--- Start ---

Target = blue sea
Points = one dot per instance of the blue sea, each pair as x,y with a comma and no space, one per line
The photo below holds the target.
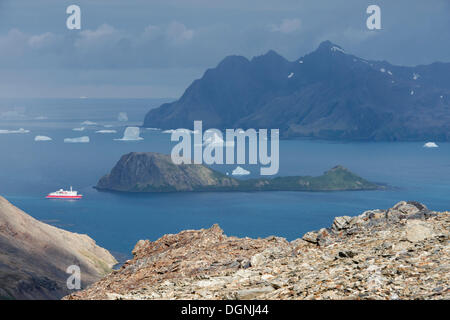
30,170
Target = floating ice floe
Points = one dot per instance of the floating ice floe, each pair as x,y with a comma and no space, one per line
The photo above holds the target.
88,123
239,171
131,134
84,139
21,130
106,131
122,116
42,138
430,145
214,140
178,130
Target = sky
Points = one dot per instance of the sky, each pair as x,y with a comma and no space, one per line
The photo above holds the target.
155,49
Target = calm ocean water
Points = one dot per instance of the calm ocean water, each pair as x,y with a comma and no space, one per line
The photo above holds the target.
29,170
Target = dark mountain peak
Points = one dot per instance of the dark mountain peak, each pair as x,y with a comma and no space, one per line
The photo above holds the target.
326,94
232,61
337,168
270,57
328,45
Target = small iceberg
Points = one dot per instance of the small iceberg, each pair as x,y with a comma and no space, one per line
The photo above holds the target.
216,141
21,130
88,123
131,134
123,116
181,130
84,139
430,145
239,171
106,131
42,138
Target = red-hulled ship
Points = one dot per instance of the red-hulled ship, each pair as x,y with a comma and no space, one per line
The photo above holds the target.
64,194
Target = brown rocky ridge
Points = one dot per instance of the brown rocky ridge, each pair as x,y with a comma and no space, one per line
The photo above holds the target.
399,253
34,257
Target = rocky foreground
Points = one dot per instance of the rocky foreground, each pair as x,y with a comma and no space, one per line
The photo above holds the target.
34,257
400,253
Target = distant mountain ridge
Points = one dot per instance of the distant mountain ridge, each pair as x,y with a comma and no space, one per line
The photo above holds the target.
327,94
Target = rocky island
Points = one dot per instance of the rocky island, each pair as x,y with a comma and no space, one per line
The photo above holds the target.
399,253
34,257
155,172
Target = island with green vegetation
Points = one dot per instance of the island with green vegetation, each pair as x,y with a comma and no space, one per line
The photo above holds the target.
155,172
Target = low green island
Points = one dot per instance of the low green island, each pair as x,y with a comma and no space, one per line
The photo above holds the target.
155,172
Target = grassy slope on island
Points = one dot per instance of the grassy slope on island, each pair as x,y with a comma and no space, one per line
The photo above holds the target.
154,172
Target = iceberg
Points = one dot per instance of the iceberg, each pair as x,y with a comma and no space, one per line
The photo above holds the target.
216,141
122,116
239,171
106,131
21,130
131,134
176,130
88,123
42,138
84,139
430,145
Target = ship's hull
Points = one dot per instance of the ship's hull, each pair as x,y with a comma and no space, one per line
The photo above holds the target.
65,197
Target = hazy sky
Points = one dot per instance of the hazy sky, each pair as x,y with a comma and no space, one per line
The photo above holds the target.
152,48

--- End ---
--- Start ---

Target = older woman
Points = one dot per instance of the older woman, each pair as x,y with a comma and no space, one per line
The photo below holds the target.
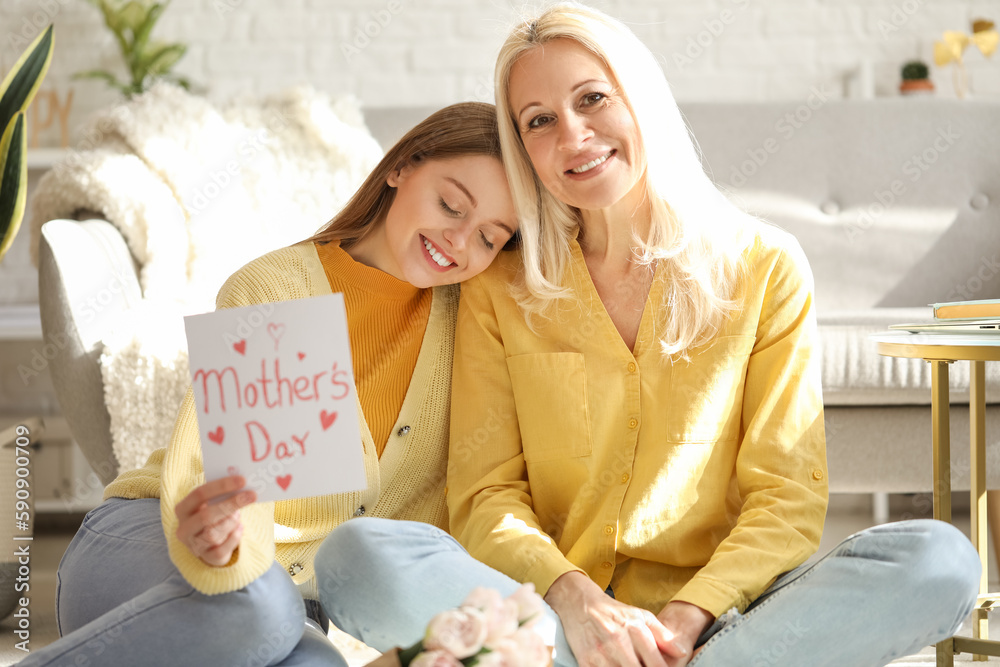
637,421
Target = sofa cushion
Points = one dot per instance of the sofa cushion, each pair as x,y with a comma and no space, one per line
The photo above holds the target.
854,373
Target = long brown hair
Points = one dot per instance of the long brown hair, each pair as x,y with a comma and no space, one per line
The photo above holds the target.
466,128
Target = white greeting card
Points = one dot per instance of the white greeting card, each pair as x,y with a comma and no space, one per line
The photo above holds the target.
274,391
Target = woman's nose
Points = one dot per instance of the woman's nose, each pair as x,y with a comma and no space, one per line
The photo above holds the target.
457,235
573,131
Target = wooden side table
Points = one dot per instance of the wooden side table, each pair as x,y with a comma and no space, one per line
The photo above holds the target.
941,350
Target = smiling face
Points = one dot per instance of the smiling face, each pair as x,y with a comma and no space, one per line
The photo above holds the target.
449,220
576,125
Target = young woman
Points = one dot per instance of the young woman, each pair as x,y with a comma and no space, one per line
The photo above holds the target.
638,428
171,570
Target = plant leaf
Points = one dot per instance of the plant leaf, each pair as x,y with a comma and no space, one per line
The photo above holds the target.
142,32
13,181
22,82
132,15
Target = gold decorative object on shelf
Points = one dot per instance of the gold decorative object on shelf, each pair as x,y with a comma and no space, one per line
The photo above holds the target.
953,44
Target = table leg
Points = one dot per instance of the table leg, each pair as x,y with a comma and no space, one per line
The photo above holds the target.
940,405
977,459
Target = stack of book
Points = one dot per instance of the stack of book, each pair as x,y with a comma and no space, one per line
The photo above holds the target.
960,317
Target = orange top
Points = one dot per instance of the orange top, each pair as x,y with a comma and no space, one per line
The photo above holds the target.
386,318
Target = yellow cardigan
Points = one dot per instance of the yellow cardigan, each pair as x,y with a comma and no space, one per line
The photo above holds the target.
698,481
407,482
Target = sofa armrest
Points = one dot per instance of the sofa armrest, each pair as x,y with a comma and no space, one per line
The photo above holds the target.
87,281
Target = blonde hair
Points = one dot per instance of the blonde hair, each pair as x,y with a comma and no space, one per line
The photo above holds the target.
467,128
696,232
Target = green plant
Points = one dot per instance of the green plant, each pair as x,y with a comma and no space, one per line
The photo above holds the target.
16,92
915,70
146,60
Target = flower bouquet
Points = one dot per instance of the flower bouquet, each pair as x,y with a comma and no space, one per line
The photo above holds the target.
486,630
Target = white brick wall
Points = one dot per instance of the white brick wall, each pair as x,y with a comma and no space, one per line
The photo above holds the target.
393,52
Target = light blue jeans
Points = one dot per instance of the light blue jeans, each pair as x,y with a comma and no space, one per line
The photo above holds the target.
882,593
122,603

--- End ---

**PROBLEM STATEMENT**.
List each line above that contains the word "rocky".

**SOLVED EXERCISE**.
Target = brown rocky ridge
Points = one dot per instance of the brown rocky ridge, each pair as x,y with a comma and no space, one per line
Target = rocky foreground
Points = one dot per instance of the rocky foreground, each pair as x,y with a comma and no space, one per line
Target = rocky island
Points = one dot per instance of the rocky island, each pair as x,y with a comma and no space, one per line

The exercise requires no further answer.